begin Information given

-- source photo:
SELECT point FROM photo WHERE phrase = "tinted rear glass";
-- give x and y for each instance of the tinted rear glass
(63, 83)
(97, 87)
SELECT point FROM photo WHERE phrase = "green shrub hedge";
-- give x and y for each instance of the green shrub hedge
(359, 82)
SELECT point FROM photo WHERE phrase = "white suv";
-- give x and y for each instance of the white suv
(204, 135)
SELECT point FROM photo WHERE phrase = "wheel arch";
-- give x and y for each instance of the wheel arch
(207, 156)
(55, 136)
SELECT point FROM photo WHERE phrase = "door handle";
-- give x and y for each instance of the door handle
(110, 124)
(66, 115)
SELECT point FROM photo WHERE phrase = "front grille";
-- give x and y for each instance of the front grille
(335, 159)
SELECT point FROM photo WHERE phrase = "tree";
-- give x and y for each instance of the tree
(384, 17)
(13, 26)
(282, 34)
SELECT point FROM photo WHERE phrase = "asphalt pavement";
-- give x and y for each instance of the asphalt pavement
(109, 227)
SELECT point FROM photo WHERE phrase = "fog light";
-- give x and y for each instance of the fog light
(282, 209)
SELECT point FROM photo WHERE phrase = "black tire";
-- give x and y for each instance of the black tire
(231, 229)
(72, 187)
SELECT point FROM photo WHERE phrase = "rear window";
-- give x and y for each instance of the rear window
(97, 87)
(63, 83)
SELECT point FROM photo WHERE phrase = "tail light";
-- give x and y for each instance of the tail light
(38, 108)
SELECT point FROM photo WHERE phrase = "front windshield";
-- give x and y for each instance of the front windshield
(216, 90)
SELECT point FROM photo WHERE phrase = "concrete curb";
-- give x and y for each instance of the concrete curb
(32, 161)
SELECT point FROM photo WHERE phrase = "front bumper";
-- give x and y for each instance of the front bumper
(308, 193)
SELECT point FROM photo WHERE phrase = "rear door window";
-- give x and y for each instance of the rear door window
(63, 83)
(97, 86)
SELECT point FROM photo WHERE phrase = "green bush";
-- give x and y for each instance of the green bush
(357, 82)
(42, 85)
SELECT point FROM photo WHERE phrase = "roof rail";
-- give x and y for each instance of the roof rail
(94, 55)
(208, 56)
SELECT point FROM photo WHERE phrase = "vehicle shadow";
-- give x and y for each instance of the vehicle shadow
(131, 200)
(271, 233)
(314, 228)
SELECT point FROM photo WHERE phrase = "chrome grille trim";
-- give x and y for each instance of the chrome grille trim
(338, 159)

end Information given

**What the exercise asks:** Reproduce the records above exactly as they appear.

**Task result:**
-- source photo:
SELECT point FROM photo WHERE phrase = "tinted rear glass";
-- give x and y for each instance of the tinted rear glass
(63, 83)
(97, 87)
SELECT point FROM photo WHERE phrase = "green shrub hedge";
-- give x and y for each instance of the green shrub hedge
(359, 82)
SELECT point FROM photo WHERE phrase = "white suv";
-- give x and y for each instance of the white suv
(204, 135)
SELECT point FROM photo WHERE phrase = "wheel arch";
-- give x and y for each instance of the wheel arch
(207, 156)
(55, 136)
SELECT point FROM photo WHERE phrase = "door handle";
-- give x and y for each instance of the door handle
(110, 124)
(66, 115)
SELECT point FROM photo WHERE phrase = "front grille";
-- give x and y for each instance of the front grille
(335, 159)
SELECT point FROM photo WHERE phrase = "tree";
-- give x and y for each instance of the tree
(384, 17)
(13, 26)
(282, 34)
SELECT point FROM photo WHERE phrase = "asphalt pavement";
-- give x and y for each instance of the asphalt pavement
(109, 227)
SELECT point FROM photo WHERE phrase = "fog light";
-- give x and y for each instance of the fog light
(282, 209)
SELECT point FROM photo WHERE phrase = "black tire";
-- give x and y for each instance of the black tire
(231, 229)
(72, 187)
SELECT point FROM photo WHERE phrase = "rear window";
-- give x and y for each instance of the rear window
(97, 87)
(63, 83)
SELECT point FROM photo WHERE phrase = "tail light";
-- give x and y for each instance of the tail light
(38, 108)
SELECT point FROM photo WHERE phrase = "front windshield";
-- give x and y for each instance of the front windshield
(216, 90)
SELECT point FROM photo WHERE phrase = "concrete curb";
-- give x and y for each instance of the concrete curb
(32, 161)
SELECT point FROM photo WHERE phrase = "front bumper";
-- give x and y for each instance of the front bumper
(308, 193)
SELECT point FROM photo WHERE phrase = "rear door window";
-- give x and y for each instance of the rear door window
(63, 83)
(97, 86)
SELECT point FROM photo WHERE phrase = "green bush";
-- give x and y for each instance of the green bush
(357, 82)
(42, 85)
SELECT point FROM photo WHERE phrase = "roof rail";
-- give x and y for each instance of the roof rail
(94, 55)
(208, 56)
SELECT point FROM photo WHERE phrase = "vehicle shadow";
-- give x and y for each instance of the vehicle shadow
(131, 200)
(271, 233)
(314, 228)
SELECT point FROM photo WHERE phrase = "chrome grille trim";
-- give x and y for each instance of the chrome grille trim
(338, 159)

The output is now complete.